## BEGIN
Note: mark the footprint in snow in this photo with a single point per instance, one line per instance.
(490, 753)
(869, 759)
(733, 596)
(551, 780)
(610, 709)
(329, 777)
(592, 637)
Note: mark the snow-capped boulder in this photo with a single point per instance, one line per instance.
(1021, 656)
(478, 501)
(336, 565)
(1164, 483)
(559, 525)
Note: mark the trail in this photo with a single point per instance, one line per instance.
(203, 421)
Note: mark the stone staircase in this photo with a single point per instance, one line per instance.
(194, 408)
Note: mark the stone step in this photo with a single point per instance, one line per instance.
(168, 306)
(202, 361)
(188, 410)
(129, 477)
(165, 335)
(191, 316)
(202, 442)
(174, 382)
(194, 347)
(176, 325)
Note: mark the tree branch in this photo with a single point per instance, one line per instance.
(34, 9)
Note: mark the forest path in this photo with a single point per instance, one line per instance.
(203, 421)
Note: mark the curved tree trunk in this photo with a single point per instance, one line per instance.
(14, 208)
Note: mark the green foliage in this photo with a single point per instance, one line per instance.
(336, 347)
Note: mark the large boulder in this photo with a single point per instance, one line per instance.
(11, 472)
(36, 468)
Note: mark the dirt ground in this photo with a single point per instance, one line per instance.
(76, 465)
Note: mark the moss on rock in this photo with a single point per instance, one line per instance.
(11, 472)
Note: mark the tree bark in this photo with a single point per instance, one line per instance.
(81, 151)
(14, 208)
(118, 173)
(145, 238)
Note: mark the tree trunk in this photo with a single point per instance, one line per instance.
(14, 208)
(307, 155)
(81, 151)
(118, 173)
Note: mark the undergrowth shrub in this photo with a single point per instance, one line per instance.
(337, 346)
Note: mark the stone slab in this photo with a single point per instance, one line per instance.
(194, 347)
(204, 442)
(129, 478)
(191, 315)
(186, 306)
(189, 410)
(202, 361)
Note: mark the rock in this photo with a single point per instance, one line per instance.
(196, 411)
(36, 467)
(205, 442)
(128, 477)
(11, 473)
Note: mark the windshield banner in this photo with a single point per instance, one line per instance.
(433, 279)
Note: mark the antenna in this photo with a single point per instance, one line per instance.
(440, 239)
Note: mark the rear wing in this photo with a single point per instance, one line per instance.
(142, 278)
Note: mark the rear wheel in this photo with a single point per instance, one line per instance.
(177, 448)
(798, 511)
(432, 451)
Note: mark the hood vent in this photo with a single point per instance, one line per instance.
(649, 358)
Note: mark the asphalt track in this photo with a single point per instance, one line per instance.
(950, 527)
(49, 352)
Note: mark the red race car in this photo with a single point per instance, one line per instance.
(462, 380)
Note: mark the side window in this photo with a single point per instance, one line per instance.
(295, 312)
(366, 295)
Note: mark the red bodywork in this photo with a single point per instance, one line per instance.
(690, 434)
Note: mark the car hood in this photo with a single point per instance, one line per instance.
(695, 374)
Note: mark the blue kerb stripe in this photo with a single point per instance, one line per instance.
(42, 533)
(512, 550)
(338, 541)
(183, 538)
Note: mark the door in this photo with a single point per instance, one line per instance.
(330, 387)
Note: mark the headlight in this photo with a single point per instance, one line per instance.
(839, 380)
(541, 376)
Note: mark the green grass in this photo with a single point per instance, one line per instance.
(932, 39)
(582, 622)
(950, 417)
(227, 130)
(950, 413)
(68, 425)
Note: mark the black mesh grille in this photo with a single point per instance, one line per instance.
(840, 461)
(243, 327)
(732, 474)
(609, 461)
## END
Starting with the line containing "Note: mark the antenna" and going on through the last line above, write those lines out again, notes included, shifting each coordinate in the answers by adding 141 to every number.

Note: mark the antenna in this photo with a single point per instance, one line per instance.
(581, 380)
Note: mark the rear wing in this photo with a single point per instance, one line per instance.
(283, 419)
Note: mark the rear wheel in this photo with a single point per instance, one line per instance.
(318, 589)
(939, 652)
(573, 592)
Note: mark the hood vent in this photo with a single point per instance, one line per instance.
(790, 499)
Note: mark the asphalt track in this photo with a single point per instance, one line per instance.
(1091, 668)
(190, 493)
Note: mark the red race car in this photo with a single point per instance, one line per instance.
(603, 521)
Note: mark the side window in this photo with a single point per instance, one line per instance.
(436, 453)
(507, 436)
Note: mark the red bodywork in this photo with a single point per instance, one line per instance.
(831, 575)
Note: mark the car hood in this photo with a single point per instance, one line per instance.
(836, 515)
Note: mark the blue kerb stripe in this photo with a single point per instance, one line per instance.
(183, 674)
(653, 691)
(479, 682)
(324, 679)
Note: mark the door in this photo with a single point per instance, one line per instance.
(471, 528)
Note: mark the headlight in this photo with a single point per instance, one line per instance.
(980, 521)
(682, 517)
Note: mark the green grass in this photo with a single point per instance, one line per instance.
(1073, 180)
(723, 763)
(1091, 558)
(368, 271)
(1091, 554)
(209, 566)
Note: mark the black mesh grille in this photo with a single point per instance, one line per instance.
(981, 602)
(384, 468)
(873, 615)
(750, 602)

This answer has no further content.